EXERCISE GOAL:
Reproduce every line of the material below, requests included, rescaling each x and y coordinate in the answers by 1.7 and rounding to the nearest whole number, halves up.

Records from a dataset
---*---

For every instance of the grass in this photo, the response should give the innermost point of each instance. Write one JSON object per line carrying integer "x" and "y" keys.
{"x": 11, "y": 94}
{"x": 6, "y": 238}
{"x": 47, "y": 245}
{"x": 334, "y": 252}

---*---

FINAL ANSWER:
For every instance of the grass in this photo, the response should give the innermost point of each instance. Write one JSON object per line carrying integer "x" and "y" keys.
{"x": 19, "y": 160}
{"x": 10, "y": 405}
{"x": 80, "y": 417}
{"x": 568, "y": 428}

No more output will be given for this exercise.